##### Extrait source

Le groupe assure ainsi qu’aucune donnée personnelle ou biométrique n’est enregistrée par les appareils. L’ordinateur se contente d’analyser le comportement des personnes en direct. L’entreprise assure avoir informé la CNIL de ses expérimentations. Et attendre son feu vert avant de proposer la solution à ses franchisés. « La CNIL a indiqué vouloir rendre un avis [sur l’usage de ces technologies dans les supermarchés] d’ici la fin du trimestre. Durant cette période, aucune expérimentation supplémentaire n’est lancée ». Contactée, la CNIL n’a pas répondu à nos questions.
Un marché qui se porte bien
Ce flou juridique n’empêche pas les vendeurs de ce type de solution de proliférer. « Cela fait plusieurs années que nous nous battons contre ce type de déploiement. C’est un véritable marché qui s’est développé, en jouant sur une fausse incompréhension du droit en vigueur et en profitant du contexte de la loi sur les JO qui a ouvert certaines expérimentations » indique Noémie Levain, juriste membre de l’association La Quadrature du Net.
La Quadrature a recensé plusieurs autres acteurs de ce marché. La start-up française Veesion équipe déjà plusieurs chaînes de magasins comme Leclerc, la Fnac ou Biocoop. La Quadrature soutient que le déploiement de ces outils est illégal. Et la CNIL ne se presse pas pour intervenir sur le sujet. Elle rappele auprès de Streetpress que la pratique devrait être « encadrée par un texte de loi ». Mais en l’absence de celui-ci, la pratique reste illégale. « Le problème, c’est que tant que personne n’attaque ces déploiements en justice ou devant la CNIL, rien ne les empêche. C’est une stratégie des « petits pas » qui permet de légitimer le déploiement de ce genre d’outil, en dépit du cadre légal » résume la juriste.
Cette stratégie n’est pas neuve. En 2022, le président de la fédération du secteur Perifem s’agaçait de ne pas pouvoir déployer des solutions de vidéosurveillance algorithmique dans ses magasins. La faute à un cadre réglementaire encore trop sévère. Dans les colonnes du Monde, la fédération soulignait qu’outre la lutte contre les vols, ces solutions pouvaient avoir de nombreuses autres applications. Cela va de l’étude comportementale des clients dans les magasins à la détection de produits manquants en rayon. Voire à terme le déploiement de systèmes automatisés sans caisses, comme ceux testés par Amazon.
Une explosion du vol à l’étalage?
La question du vol à l’étalage qui semble motiver les supermarchés à déployer ces solutions mérite toutefois d’être relativisée. Dans plusieurs articles, l’argumentaire justifiant l’installation de ces outils explique que la mise en place des caisses automatiques a provoqué « une explosion » du vol à l’étalage. Le ministère de l’intérieur mentionne une hausse de 15% des vols en 2022 par rapport à l’année précédente, pour un total de 42 000 plaintes enregistrées. La faute à l’inflation, ou parfois au déploiement des caisses automatiques, c’est selon.

##########
##### Lignes de données

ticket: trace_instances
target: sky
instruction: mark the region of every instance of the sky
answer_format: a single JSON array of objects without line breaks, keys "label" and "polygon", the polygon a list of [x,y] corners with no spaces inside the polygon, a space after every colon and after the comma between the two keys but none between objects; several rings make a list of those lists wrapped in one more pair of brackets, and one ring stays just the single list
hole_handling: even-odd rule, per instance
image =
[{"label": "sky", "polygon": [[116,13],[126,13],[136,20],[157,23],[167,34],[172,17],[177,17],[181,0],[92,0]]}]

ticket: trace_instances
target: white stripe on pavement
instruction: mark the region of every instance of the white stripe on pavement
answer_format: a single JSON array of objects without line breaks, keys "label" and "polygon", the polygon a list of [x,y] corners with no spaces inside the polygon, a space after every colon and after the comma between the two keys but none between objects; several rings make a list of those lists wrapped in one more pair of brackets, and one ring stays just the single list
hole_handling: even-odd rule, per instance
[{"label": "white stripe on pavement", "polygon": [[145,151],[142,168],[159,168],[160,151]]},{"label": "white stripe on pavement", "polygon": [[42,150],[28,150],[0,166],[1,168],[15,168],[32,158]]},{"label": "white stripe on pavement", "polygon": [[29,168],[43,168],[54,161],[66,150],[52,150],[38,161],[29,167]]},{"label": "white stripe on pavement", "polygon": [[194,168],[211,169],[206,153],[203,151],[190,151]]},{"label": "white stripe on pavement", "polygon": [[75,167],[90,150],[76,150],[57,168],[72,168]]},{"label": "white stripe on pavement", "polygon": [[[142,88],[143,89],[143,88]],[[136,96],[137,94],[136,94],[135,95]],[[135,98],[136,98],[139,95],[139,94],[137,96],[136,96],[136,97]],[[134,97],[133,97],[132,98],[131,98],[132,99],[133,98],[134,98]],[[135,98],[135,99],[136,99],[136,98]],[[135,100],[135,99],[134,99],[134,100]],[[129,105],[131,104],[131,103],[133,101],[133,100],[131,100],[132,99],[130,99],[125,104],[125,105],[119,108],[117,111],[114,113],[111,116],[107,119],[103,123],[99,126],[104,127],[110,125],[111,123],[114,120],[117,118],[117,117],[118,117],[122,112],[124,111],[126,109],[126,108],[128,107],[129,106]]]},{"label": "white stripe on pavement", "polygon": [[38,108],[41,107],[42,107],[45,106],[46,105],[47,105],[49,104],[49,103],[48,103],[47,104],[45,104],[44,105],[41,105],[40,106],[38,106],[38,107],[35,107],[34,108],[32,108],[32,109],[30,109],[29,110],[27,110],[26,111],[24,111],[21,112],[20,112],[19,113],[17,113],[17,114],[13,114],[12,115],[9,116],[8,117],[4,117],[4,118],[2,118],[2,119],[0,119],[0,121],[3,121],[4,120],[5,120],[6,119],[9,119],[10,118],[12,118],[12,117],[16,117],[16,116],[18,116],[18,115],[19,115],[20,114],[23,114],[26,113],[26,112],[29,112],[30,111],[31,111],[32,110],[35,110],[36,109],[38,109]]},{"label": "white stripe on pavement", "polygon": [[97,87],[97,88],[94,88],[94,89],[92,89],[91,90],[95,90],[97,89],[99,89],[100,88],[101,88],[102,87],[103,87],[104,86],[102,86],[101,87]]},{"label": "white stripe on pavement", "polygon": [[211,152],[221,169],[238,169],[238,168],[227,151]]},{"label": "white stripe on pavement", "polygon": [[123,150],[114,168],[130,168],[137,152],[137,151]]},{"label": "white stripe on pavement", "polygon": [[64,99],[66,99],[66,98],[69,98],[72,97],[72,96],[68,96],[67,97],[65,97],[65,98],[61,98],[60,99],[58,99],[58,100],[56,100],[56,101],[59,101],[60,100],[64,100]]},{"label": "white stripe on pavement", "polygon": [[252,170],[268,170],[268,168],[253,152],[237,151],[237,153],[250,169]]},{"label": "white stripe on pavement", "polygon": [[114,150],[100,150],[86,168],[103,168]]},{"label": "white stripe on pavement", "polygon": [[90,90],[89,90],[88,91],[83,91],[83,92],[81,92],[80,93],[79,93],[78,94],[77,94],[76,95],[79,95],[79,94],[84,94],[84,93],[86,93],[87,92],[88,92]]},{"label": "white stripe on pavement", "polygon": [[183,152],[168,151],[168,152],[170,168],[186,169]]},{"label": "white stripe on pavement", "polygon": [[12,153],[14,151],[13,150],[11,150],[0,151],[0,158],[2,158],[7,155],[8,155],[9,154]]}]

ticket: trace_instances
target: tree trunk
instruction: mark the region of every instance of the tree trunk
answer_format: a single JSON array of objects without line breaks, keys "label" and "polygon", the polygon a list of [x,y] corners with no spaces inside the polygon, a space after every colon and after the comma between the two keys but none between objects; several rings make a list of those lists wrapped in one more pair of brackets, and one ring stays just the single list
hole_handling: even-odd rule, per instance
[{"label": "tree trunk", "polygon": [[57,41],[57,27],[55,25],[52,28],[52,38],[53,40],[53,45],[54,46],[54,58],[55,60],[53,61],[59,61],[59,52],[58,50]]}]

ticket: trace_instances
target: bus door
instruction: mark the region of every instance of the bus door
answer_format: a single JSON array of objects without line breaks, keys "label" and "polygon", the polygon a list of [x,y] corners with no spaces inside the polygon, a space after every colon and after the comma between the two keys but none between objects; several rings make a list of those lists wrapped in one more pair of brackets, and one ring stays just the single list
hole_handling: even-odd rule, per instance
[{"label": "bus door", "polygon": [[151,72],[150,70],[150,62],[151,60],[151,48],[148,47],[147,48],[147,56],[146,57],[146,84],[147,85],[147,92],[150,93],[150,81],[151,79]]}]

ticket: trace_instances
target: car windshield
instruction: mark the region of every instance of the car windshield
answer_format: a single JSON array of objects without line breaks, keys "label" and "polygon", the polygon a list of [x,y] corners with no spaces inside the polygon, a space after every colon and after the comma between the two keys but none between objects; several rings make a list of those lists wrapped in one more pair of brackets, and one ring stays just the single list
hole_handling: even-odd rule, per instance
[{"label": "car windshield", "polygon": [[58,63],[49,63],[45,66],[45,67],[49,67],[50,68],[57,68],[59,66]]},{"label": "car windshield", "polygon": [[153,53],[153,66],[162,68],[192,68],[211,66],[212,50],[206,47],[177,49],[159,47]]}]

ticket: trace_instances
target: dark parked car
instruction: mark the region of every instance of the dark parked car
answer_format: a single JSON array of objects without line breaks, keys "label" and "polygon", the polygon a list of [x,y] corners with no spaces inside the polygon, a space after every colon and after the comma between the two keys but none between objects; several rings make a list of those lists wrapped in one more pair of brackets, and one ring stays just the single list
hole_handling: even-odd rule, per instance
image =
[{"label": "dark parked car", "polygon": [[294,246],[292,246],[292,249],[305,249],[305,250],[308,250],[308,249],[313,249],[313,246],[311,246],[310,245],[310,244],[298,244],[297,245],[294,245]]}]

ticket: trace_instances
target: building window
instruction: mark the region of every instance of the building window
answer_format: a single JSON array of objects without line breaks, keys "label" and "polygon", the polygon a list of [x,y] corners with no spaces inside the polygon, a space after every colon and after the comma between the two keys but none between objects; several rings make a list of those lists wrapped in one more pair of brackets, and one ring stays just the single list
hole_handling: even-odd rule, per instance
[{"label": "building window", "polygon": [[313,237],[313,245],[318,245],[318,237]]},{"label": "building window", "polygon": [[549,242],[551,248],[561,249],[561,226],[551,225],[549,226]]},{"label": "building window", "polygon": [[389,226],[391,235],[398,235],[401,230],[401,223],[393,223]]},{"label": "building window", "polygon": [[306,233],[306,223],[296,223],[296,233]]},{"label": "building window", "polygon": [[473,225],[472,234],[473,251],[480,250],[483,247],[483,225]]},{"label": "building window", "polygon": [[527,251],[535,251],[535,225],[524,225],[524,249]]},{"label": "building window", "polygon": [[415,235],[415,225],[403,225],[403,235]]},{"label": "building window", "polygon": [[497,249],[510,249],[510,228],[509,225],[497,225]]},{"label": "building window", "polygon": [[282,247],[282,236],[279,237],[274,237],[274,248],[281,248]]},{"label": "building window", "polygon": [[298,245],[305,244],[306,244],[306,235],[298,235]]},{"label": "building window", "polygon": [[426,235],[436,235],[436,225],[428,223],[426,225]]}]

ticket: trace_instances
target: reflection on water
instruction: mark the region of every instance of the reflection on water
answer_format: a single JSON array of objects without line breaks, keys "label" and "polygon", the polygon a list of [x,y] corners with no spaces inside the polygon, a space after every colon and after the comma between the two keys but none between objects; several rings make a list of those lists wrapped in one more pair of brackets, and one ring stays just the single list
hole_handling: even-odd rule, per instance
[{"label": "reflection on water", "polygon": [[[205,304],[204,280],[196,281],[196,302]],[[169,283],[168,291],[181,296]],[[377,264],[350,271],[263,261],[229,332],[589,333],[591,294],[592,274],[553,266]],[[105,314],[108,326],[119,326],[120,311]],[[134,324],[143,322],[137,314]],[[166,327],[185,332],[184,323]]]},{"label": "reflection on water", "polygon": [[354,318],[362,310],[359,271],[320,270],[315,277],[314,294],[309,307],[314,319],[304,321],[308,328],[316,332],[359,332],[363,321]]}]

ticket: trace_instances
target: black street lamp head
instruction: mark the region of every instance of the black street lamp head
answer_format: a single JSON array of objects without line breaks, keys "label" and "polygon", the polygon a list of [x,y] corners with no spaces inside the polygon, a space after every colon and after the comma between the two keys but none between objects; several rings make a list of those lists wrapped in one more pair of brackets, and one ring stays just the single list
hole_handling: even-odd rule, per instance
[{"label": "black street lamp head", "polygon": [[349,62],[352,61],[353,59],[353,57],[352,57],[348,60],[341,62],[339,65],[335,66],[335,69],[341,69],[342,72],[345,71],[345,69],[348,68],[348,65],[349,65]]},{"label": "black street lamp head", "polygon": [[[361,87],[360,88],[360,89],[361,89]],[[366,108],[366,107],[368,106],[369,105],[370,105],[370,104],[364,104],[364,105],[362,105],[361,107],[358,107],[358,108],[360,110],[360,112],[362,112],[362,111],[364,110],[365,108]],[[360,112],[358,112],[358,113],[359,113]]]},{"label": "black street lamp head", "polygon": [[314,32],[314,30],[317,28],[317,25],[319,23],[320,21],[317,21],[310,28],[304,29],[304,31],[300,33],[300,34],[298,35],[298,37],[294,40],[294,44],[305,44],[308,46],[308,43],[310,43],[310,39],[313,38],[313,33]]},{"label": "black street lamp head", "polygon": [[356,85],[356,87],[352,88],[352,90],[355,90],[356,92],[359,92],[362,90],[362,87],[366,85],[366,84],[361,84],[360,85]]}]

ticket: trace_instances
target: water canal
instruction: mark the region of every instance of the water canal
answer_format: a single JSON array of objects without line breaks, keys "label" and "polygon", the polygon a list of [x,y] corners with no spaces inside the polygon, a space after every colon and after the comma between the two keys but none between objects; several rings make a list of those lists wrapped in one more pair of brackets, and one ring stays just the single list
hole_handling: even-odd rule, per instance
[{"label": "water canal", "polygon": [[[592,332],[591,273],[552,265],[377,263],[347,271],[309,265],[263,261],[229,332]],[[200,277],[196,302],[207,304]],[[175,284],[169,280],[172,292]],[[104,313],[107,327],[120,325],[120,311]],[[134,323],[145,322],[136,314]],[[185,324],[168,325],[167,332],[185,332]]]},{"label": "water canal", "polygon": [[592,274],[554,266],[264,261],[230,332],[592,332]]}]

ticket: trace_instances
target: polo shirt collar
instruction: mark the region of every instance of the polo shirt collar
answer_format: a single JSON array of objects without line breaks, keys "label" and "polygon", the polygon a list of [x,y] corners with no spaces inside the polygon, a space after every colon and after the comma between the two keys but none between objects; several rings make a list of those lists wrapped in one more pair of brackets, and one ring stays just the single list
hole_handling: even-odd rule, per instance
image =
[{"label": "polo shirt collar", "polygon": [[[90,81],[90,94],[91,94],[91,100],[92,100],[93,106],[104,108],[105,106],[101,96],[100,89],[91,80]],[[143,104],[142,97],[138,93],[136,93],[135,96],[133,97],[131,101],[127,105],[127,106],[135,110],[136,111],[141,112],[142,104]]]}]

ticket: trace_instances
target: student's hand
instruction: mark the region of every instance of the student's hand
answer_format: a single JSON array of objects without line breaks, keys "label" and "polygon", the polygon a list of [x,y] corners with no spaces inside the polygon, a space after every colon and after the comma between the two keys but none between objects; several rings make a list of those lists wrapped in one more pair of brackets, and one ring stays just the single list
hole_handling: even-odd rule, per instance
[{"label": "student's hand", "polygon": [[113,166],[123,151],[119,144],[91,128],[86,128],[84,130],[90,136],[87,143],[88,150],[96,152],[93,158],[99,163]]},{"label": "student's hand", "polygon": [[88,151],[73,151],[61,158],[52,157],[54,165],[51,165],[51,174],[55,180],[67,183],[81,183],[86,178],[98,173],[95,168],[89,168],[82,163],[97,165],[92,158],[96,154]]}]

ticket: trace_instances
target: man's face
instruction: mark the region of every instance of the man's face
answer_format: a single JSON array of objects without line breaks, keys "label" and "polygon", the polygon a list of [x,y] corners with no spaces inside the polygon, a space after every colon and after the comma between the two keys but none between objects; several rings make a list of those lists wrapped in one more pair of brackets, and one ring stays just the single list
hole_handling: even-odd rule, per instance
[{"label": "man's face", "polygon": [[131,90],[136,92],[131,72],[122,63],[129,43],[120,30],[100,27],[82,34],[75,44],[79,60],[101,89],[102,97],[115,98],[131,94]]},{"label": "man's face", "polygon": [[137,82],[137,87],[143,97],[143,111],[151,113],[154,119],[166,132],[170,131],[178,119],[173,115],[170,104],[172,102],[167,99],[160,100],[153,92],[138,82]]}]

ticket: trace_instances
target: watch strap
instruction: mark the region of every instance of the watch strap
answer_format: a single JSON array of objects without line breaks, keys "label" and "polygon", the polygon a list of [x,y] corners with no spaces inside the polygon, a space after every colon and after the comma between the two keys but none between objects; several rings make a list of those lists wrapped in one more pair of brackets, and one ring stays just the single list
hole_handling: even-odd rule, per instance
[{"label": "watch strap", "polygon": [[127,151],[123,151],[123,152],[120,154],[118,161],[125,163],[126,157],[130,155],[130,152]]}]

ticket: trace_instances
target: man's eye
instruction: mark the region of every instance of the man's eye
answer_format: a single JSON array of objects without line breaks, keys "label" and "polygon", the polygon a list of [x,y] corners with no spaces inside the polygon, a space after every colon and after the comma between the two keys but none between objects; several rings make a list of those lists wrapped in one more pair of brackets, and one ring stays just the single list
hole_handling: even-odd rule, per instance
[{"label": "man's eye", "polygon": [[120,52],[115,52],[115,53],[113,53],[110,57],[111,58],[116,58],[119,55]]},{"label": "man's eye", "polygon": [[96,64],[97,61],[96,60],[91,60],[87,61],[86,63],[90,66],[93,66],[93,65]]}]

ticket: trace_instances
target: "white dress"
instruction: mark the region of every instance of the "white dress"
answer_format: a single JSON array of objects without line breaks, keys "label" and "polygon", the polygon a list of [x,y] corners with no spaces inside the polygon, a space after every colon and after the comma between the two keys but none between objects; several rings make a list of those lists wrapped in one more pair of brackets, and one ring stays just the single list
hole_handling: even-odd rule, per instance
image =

##########

* Travail demandé:
1 > D'après l'extrait source, quelle hausse des vols le ministère de l'intérieur mentionne-t-il pour 2022 par rapport à l'année précédente ?
2 > Modifiez l'extrait source en reprenant le passage qui commence à « Un marché qui » et se termine à « Quadrature du Net. », où « juridique » doit être remplacé par « réglementaire ».

* Corrigé de l'exercice:
1 > Une hausse de 15 %, pour un total de 42 000 plaintes enregistrées.

2 >
Un marché qui se porte bien
Ce flou réglementaire n’empêche pas les vendeurs de ce type de solution de proliférer. « Cela fait plusieurs années que nous nous battons contre ce type de déploiement. C’est un véritable marché qui s’est développé, en jouant sur une fausse incompréhension du droit en vigueur et en profitant du contexte de la loi sur les JO qui a ouvert certaines expérimentations » indique Noémie Levain, juriste membre de l’association La Quadrature du Net.